• EXCERPTED DATA

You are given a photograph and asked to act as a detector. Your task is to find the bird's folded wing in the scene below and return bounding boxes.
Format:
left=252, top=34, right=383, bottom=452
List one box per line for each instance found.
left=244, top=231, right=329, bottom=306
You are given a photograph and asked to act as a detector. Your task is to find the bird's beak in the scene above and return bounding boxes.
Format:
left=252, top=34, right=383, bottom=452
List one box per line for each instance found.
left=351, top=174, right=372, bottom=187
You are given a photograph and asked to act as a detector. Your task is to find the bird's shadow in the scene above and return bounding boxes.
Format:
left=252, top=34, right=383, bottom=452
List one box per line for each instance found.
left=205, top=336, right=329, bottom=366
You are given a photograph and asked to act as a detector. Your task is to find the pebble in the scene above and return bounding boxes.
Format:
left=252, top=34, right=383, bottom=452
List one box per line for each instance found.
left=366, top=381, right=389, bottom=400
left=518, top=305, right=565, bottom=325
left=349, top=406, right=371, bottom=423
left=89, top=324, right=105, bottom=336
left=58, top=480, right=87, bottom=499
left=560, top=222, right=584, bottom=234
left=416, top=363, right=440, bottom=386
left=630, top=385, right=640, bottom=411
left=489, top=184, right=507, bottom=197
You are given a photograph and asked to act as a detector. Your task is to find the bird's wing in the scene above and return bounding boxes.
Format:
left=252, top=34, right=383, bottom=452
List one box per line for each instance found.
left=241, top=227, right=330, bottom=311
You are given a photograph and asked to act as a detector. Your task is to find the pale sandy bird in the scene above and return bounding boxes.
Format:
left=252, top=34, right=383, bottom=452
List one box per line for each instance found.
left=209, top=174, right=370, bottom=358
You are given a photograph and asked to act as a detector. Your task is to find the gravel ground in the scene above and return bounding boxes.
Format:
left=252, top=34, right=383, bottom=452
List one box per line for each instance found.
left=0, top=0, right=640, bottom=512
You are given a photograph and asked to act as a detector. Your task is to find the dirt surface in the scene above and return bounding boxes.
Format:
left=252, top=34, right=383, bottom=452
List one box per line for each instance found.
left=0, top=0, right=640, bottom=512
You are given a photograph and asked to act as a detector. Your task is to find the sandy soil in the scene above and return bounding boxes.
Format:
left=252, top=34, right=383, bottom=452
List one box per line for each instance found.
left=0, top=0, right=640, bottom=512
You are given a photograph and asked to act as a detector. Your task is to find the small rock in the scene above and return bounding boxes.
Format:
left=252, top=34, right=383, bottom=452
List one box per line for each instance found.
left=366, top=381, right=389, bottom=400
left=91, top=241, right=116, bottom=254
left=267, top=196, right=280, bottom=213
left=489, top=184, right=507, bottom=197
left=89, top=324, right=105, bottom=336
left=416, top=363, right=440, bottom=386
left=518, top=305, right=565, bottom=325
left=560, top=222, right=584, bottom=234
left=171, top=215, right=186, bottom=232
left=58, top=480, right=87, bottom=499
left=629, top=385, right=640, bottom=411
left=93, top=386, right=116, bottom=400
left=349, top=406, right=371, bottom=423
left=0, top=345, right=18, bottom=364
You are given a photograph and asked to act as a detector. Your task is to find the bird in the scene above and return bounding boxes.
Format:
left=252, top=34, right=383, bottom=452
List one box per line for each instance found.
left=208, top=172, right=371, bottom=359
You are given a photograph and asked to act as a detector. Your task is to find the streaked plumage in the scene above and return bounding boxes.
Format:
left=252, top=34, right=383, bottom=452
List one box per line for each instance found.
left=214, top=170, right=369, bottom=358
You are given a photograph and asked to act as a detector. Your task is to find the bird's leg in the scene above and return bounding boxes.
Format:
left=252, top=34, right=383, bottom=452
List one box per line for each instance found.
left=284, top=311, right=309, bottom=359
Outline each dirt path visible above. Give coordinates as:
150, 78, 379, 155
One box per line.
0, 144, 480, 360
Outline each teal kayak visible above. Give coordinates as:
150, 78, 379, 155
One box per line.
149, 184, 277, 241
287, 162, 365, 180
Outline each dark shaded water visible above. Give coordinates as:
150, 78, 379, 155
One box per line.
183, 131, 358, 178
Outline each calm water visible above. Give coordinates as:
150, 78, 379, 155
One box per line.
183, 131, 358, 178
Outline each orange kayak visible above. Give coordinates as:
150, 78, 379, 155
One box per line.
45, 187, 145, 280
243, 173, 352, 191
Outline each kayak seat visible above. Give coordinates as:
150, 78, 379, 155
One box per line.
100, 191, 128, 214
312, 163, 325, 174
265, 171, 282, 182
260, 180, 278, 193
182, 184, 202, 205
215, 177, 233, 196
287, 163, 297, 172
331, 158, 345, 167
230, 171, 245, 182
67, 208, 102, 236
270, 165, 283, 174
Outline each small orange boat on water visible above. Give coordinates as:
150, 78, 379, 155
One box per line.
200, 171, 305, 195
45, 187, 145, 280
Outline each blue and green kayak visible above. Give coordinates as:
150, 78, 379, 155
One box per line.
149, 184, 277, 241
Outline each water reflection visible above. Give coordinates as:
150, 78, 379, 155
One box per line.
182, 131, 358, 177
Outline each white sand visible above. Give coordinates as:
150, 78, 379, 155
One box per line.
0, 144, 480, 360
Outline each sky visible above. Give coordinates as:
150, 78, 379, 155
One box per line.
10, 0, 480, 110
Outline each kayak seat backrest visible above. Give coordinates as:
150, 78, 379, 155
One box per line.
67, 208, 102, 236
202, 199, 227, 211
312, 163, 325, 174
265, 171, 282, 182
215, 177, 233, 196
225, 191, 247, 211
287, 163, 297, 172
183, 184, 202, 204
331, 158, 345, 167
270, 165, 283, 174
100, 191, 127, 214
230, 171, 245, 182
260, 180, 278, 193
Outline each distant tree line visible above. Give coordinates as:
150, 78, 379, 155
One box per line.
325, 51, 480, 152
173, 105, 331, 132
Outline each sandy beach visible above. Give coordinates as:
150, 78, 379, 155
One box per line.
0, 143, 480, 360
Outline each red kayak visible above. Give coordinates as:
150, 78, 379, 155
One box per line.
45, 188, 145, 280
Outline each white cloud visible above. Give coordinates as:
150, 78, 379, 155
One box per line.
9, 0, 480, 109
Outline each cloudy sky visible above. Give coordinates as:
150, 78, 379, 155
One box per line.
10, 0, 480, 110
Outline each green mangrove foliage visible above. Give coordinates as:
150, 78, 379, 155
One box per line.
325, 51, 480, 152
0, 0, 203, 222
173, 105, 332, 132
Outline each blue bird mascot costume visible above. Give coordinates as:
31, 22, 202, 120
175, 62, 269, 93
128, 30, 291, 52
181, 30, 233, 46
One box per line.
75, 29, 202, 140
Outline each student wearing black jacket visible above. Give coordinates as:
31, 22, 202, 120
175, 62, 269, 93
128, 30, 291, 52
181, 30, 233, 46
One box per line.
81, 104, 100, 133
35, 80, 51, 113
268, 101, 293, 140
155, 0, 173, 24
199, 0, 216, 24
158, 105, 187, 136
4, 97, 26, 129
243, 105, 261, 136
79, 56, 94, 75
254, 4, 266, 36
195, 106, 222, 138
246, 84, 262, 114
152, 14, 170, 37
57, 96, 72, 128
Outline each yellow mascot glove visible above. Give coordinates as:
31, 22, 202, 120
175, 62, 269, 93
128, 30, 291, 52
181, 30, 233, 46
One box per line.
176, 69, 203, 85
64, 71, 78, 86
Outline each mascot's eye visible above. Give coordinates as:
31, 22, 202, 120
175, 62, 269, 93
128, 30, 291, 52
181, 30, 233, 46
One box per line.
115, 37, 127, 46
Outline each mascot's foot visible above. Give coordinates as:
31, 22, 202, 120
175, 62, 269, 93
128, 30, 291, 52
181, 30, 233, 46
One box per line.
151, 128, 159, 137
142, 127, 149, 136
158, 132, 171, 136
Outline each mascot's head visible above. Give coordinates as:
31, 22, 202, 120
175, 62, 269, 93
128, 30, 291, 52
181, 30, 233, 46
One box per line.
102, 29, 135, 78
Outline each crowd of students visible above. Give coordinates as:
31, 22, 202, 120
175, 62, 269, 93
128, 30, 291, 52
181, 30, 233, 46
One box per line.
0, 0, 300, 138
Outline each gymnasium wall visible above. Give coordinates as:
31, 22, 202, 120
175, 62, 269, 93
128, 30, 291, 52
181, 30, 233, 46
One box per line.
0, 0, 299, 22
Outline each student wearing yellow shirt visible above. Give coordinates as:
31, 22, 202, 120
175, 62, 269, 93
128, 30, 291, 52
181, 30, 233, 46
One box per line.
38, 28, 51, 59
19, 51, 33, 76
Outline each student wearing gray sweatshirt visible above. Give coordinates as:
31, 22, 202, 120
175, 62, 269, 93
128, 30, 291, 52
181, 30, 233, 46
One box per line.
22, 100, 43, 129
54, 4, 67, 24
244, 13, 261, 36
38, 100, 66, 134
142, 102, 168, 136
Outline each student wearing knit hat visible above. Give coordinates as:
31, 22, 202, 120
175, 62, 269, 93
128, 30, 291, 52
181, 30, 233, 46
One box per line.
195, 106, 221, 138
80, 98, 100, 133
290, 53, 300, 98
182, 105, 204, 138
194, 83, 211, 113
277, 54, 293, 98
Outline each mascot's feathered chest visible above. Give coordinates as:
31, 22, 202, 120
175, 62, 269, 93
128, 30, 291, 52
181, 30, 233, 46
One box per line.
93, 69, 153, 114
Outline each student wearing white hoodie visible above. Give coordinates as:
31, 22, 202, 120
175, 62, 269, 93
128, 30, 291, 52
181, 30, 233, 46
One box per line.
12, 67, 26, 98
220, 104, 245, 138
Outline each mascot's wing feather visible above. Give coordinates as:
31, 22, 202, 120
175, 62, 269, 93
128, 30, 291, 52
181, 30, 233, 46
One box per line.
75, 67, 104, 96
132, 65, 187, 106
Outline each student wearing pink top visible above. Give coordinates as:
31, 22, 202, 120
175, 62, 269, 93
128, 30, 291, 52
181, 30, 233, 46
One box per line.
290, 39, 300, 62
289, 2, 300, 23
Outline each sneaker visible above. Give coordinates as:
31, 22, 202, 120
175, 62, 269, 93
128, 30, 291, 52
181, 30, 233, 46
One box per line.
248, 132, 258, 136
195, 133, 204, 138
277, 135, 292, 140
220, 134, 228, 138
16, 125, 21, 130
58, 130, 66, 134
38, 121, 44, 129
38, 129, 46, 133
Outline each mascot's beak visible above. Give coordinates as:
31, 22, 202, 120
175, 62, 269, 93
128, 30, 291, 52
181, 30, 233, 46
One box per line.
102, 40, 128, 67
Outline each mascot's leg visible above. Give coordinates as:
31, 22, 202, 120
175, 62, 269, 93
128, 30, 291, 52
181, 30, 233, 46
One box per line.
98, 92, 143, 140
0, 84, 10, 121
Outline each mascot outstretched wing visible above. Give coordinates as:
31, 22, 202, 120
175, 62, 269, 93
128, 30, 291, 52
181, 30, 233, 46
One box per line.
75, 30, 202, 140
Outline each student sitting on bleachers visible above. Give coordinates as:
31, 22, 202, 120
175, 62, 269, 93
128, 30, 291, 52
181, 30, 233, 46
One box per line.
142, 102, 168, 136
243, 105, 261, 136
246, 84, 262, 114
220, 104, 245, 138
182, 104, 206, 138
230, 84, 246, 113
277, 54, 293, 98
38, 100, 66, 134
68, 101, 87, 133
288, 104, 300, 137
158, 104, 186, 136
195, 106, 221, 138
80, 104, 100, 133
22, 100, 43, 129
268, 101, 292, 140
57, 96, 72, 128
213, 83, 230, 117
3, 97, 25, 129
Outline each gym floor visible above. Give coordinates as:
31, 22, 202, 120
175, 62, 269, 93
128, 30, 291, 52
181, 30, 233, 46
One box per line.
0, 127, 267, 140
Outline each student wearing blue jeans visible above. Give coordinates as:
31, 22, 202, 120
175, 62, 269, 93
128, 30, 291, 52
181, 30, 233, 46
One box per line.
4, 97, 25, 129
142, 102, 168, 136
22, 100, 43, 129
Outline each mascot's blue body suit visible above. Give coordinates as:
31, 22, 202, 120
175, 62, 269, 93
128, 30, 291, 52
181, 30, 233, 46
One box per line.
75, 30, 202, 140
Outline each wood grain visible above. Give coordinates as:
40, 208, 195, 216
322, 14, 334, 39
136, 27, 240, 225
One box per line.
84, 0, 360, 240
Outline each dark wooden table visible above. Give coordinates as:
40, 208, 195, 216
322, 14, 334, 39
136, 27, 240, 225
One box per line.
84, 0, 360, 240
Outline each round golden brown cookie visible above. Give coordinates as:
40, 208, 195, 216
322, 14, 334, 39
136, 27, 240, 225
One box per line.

• AIM
Reproduce the records starting at the first line and ending at the line containing "left=205, top=336, right=329, bottom=366", swapping "detector" for "locator" and leaving everything else as it stands.

• RESPONSE TO THE TASK
You are given a photograph and asked to act as a locator. Your task is to find the bird's folded wing in the scene below and return bounding boxes.
Format:
left=252, top=34, right=383, bottom=452
List one box per line for each instance found.
left=244, top=231, right=329, bottom=306
You are given a photograph and asked to act as a locator. Your task is to find the bird's beak in the scene above and return bounding boxes.
Format:
left=252, top=34, right=383, bottom=452
List one box per line for each instance found.
left=351, top=174, right=372, bottom=187
You are given a photograph and asked to act as a locator. Your task is to find the bird's shadow in the scene above and return bounding boxes.
Format:
left=252, top=34, right=383, bottom=452
List one box per line for each instance found.
left=205, top=336, right=329, bottom=366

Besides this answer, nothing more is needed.